Pull out every line in the items below that contains the string "hand", matching case exactly.

* Entries provided *
---*---

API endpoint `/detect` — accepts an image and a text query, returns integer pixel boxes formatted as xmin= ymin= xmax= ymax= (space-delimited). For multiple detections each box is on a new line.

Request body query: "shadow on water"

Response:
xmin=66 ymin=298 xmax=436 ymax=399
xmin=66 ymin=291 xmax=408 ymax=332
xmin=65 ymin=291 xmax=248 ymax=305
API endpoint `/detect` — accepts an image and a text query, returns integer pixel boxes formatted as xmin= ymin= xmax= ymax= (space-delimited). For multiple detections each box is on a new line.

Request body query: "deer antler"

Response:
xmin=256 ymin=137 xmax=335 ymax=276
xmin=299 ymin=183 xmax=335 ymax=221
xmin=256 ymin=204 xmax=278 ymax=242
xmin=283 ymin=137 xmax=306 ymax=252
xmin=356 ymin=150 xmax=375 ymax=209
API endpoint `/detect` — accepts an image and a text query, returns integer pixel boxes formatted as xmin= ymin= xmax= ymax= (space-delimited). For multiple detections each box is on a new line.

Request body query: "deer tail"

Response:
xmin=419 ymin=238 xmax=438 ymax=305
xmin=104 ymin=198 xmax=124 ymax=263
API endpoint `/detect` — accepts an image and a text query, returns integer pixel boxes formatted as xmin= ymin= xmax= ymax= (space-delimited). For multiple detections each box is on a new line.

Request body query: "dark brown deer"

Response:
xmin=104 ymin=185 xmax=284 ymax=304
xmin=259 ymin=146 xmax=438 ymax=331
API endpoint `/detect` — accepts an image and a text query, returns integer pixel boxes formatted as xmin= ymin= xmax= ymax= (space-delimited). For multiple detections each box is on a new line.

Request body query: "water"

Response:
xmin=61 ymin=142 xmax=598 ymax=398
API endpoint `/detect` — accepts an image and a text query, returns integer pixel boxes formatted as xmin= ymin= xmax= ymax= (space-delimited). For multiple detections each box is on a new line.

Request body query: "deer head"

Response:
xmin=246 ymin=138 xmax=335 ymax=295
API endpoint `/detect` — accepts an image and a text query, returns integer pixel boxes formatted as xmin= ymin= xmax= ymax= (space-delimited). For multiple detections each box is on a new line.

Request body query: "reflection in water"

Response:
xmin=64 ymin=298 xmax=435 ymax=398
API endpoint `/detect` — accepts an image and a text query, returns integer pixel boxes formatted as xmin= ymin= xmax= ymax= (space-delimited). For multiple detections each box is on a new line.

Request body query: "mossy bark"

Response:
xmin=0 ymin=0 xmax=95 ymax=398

---*---

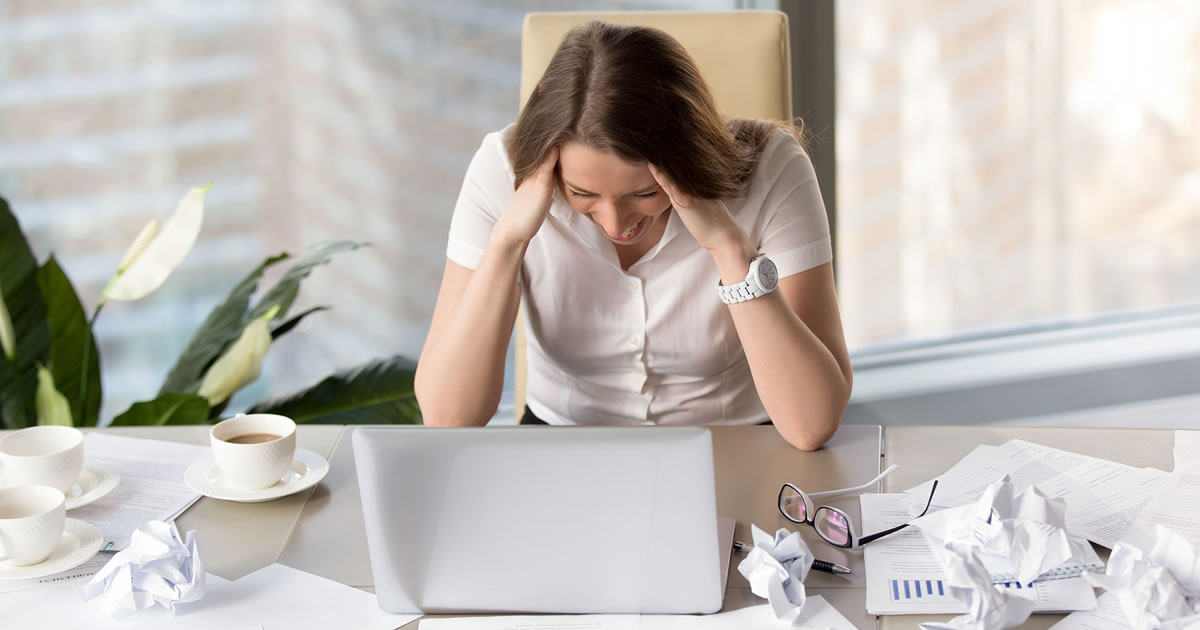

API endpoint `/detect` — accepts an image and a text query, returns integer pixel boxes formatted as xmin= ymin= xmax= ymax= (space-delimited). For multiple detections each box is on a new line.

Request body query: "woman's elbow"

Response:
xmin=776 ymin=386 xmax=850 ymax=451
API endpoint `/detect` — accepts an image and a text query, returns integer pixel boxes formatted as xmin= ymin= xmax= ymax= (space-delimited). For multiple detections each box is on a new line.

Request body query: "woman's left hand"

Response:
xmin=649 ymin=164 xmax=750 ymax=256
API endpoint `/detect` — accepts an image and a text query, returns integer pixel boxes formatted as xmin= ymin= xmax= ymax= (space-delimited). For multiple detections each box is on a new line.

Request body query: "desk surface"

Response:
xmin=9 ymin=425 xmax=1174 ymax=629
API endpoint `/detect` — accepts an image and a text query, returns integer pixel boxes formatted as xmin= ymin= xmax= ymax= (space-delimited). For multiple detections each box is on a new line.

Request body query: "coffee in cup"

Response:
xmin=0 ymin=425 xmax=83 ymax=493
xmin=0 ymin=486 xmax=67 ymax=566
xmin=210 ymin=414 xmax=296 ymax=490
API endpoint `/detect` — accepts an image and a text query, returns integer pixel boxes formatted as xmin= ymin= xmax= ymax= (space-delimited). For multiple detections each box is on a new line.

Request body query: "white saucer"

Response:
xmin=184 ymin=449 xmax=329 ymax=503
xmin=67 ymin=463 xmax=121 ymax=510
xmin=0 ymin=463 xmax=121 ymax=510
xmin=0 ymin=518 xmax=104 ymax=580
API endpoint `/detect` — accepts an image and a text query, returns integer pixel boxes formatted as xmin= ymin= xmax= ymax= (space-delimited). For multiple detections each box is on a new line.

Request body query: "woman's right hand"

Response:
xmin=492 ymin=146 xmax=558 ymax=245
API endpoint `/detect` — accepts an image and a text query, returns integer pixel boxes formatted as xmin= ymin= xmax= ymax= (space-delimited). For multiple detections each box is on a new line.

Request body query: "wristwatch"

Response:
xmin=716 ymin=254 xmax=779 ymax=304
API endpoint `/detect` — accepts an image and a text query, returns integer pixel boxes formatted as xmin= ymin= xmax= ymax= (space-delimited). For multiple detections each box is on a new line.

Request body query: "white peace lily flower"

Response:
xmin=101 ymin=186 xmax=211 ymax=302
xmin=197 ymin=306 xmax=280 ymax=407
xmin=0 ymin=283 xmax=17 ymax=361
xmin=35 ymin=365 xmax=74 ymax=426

---*---

* Result of this exercise *
Request body query: "woman's left hand"
Request body query: "woman's right hand"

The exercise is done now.